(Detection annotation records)
--- BEGIN ---
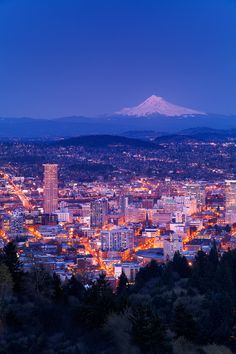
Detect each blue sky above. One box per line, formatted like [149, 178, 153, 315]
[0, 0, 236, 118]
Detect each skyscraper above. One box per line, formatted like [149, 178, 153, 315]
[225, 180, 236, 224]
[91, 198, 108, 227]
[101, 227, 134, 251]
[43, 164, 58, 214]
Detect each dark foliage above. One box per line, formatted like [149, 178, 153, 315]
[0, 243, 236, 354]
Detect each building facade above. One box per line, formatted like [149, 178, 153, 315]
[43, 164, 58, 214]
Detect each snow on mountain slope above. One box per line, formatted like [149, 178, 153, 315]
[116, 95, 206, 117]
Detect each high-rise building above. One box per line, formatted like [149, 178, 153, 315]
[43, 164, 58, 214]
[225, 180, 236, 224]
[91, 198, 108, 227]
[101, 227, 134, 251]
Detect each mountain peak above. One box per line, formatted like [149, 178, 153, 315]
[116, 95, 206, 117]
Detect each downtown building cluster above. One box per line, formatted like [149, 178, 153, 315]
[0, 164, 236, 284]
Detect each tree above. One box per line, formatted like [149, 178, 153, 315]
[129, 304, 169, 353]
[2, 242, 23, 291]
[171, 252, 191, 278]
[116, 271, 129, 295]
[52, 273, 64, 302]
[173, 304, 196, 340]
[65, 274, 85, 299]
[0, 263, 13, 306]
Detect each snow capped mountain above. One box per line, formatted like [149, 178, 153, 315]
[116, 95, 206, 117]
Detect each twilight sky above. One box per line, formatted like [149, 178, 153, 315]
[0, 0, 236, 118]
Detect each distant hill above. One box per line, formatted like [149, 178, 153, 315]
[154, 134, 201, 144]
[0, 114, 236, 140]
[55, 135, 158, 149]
--- END ---
--- BEGIN ---
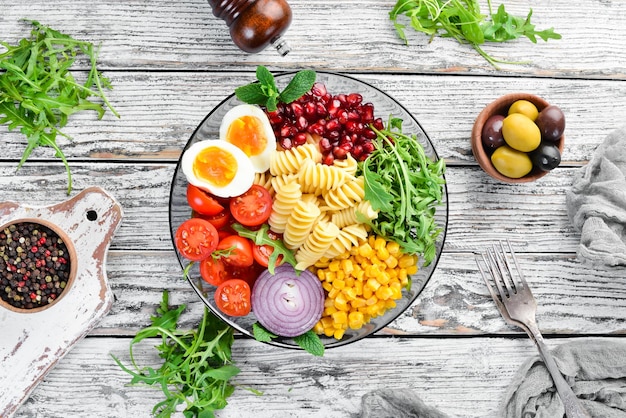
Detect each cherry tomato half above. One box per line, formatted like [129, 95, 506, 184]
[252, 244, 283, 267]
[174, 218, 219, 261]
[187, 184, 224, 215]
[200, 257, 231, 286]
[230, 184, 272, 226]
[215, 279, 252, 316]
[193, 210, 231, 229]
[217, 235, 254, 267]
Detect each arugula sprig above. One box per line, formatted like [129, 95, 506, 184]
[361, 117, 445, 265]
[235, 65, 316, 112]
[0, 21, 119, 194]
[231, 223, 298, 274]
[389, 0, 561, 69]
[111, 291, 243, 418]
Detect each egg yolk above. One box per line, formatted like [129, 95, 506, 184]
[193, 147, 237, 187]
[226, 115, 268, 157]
--- END ---
> What the task requires
Write the listing from the line with "Detect each cherry" to the line with "[217, 235, 254, 267]" as a CSV with columns instruction and boxes, one row per request. Quote each field and turn line breaks into spaces.

> Correct answer
instruction,boxes
"Detect each cherry tomato half above. One box per line, formatted like [129, 95, 506, 184]","[252, 244, 283, 267] [174, 218, 219, 261] [187, 184, 224, 215] [200, 257, 231, 286] [230, 184, 272, 226] [215, 279, 252, 316] [193, 210, 231, 229] [217, 235, 254, 267]"